*EXERCISE DESCRIPTION*
Transcribe the records exactly from the line with "Could you identify the thumb" to the end, both included.

*PROVIDED DATA*
★ ★ ★ ★ ★
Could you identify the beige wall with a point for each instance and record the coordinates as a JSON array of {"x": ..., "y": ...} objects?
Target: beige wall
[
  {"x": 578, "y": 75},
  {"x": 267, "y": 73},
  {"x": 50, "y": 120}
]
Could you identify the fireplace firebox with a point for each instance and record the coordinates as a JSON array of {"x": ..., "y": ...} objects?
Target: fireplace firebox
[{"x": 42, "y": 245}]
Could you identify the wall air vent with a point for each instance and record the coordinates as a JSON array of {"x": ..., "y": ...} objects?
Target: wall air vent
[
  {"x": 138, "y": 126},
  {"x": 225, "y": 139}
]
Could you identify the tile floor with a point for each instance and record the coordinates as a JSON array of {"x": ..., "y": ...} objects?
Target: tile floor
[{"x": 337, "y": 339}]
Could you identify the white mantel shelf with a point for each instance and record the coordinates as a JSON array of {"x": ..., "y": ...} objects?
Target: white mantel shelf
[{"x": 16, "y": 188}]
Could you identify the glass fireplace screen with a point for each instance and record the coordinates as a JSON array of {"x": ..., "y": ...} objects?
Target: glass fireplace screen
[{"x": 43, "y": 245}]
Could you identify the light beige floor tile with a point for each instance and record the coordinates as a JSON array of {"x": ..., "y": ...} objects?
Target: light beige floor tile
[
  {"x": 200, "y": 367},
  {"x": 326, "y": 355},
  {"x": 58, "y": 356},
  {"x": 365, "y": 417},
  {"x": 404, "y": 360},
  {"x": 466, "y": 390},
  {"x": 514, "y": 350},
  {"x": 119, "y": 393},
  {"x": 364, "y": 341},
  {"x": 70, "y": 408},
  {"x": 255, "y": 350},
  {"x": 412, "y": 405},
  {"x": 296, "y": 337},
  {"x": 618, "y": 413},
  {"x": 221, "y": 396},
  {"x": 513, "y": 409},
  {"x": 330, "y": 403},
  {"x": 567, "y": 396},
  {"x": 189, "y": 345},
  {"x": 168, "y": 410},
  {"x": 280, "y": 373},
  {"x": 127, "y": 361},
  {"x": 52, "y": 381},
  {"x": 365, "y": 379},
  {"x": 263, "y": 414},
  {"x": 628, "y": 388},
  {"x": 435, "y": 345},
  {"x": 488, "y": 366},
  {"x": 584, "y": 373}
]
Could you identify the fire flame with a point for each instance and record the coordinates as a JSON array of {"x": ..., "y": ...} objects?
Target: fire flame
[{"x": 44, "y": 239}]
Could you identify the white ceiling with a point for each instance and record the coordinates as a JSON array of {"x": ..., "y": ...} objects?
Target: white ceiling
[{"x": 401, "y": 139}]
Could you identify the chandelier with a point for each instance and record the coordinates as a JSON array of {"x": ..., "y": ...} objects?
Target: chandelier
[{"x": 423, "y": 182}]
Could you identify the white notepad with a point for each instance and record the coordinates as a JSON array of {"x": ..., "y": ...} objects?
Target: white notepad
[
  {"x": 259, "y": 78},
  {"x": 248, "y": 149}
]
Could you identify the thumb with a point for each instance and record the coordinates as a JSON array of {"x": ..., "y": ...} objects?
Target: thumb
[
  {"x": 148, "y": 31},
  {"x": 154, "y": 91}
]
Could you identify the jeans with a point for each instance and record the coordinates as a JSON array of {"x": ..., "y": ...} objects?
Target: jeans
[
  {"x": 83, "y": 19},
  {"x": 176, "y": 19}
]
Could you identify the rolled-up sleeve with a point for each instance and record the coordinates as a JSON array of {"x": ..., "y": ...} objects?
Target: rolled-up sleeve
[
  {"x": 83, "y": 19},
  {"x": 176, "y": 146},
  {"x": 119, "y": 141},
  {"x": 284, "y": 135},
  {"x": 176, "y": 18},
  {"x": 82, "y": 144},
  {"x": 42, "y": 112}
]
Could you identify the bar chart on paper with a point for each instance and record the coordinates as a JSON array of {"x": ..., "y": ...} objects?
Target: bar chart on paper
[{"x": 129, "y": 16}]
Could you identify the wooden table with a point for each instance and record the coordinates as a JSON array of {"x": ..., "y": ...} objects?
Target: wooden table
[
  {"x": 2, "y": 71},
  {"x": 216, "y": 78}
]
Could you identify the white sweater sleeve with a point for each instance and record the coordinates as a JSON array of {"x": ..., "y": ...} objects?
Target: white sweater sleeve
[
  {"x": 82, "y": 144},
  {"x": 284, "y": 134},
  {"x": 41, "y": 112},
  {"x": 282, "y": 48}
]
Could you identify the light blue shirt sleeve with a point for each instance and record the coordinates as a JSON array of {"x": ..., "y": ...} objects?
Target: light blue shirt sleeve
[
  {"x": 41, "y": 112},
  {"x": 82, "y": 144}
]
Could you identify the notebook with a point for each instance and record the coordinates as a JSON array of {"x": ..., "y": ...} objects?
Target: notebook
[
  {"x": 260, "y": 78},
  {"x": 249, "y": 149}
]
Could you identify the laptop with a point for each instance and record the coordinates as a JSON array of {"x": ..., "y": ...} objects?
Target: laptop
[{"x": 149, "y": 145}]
★ ★ ★ ★ ★
*OUTPUT FOR THIS EXERCISE*
Could you identify the thumb with a point for each instance and record the coordinates as a JSON array of {"x": ..., "y": ...} objects?
Target: thumb
[
  {"x": 148, "y": 31},
  {"x": 154, "y": 91}
]
Could you identify the jeans with a point for each instance and record the coordinates as a JSON array of {"x": ..., "y": ...} objects?
Target: jeans
[
  {"x": 83, "y": 19},
  {"x": 176, "y": 19}
]
Could you identify the rolled-up sleeve with a point for each instance and record the coordinates as a JSON array of {"x": ..., "y": ...} objects?
Target: rolled-up sleeve
[
  {"x": 83, "y": 19},
  {"x": 176, "y": 146},
  {"x": 119, "y": 141},
  {"x": 284, "y": 135},
  {"x": 176, "y": 18},
  {"x": 82, "y": 144},
  {"x": 42, "y": 112}
]
Could you identify the bar chart on paper with a point for each instance and record the coordinates as a JSON array of {"x": ..., "y": ...} objects?
Target: bar chart on paper
[{"x": 129, "y": 16}]
Could you identify the wooden table with a point for each instance and record the coordinates as a JSON array of {"x": ..., "y": ...} objects?
Target: wooden table
[
  {"x": 2, "y": 71},
  {"x": 216, "y": 78}
]
Could you identify the white sweater sleeve with a point for each instance and record the coordinates as a JSON array of {"x": ..., "y": ...} objects?
Target: white sweater sleeve
[
  {"x": 82, "y": 144},
  {"x": 284, "y": 134},
  {"x": 41, "y": 112},
  {"x": 282, "y": 48}
]
Could you identify the light blue shirt sleeve with a point for each instance and record the coordinates as a JSON array of {"x": ..., "y": ...} objects?
Target: light blue shirt sleeve
[
  {"x": 41, "y": 112},
  {"x": 82, "y": 144}
]
Could you identify the notebook with a point for each instance and record the coordinates as a JSON array of {"x": ..., "y": ...} objects?
Target: notebook
[
  {"x": 260, "y": 78},
  {"x": 249, "y": 149}
]
Could you identify the laptop with a point for each instance and record the coordinates as a JSON array of {"x": ..., "y": ...} objects?
Target: laptop
[{"x": 149, "y": 145}]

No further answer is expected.